═══ Selected extract ═══

Just when I think I'm about to make a pithy comment, somebody beats me to it. I once heard Forth described as "Defining words until the programmer can write a sentence that describes and is the program." But Forth, like Lisp is more an implementation language for the sort of DSL you're talking about. Blue-Sky sounds like a paradigm rather than any one, specific language. (When encountering a domain, create a programming language specifically suited to expression ideas and concrete "imperatives" about that domain--or something like that. I'm sure it's been said better elsewhere.)
I'm also vague on what you mean by "computation." Is that computed: jumps? relationships? values?
Posted by: Bill Glover at August 25, 2003 06:00 PMAlex, on the contrary, I think limiting yourself to objects and methods is stopping short of the possible. You may be used to them, and so they may seem intuitive, but they really aren't. They're shoes that you have to horn your program into, just like all other programming language abstractions.
I'm not clear what you mean by saying that objects are "abstract if written well". Do you mean that they limit the number of assumptions they make about the rest of the problem? Do you mean that they're reusable?
Sean and Bill, what I mean by avoiding computation is that you should avoid constructs where the behavior of the program is not clear statically. If you have to run the program in your head to figure out what it might do, then it's less clear than it could be. Virtual methods are one of the most common examples of this kind of thing, but it's not just limited to flow of control -- it also applies to values and data structures.
I think the comments about forth and lisp are pretty close to what I'm talking about -- they both have such lightweight syntaxes that they approach "putting it in the syntax" merely by virtue of leaving the syntax so free. Forth has an even more fluid syntax than lisp (ignoring reader macros). I don't have much forth experience, but I think after that recommendation I'll play with it some more.
Bill, you're right that at this point, this is more of a paradigm than a language. But it all began with thinking about what makes a program clean and intuitive, and then thinking about how a language can encourage that kind of program. I think a lot of programs tend to encourage the programmer to map their problem to the structures provided by the language. While I recognize that this is frequently the only way to solve the problem, the main goal that I was trying to achieve was to figure out how to keep from encouraging people to do that.
The trick (and it's a colossal trick), would be for the language designer to get rid of every construct that takes a programmer away from the direct, tangible parts of their problem. Syntax is one of the biggest distraction in most languages. But even when the syntax is flexible, nearly all languages still have an underlying execution model that you need to conform to (cons-cells and lambdas in lisp, stacks in forth, messages in smalltalk).
The concept of an execution model is an example of the kind of thinking that I was trying to get away from. If macros alleviate the problem of fixed syntax, then what would alleviate the problem of a standard execution model?

═══

◆ Direction 1 ◆
In the language-design thread, what is described as one of the biggest distractions in most languages?
◆ Direction 2 ◆
Reproduce the passage of the language-design thread starting with "The trick (and" and going on through "messages in smalltalk).".

═══ Supplied material ═══

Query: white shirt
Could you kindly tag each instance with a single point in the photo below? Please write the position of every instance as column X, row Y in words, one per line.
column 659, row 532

═══

◆ Response 1 ◆
Syntax.

◆ Response 2 ◆
The trick (and it's a colossal trick), would be for the language designer to get rid of every construct that takes a programmer away from the direct, tangible parts of their problem. Syntax is one of the biggest distraction in most languages. But even when the syntax is flexible, nearly all languages still have an underlying execution model that you need to conform to (cons-cells and lambdas in lisp, stacks in forth, messages in smalltalk).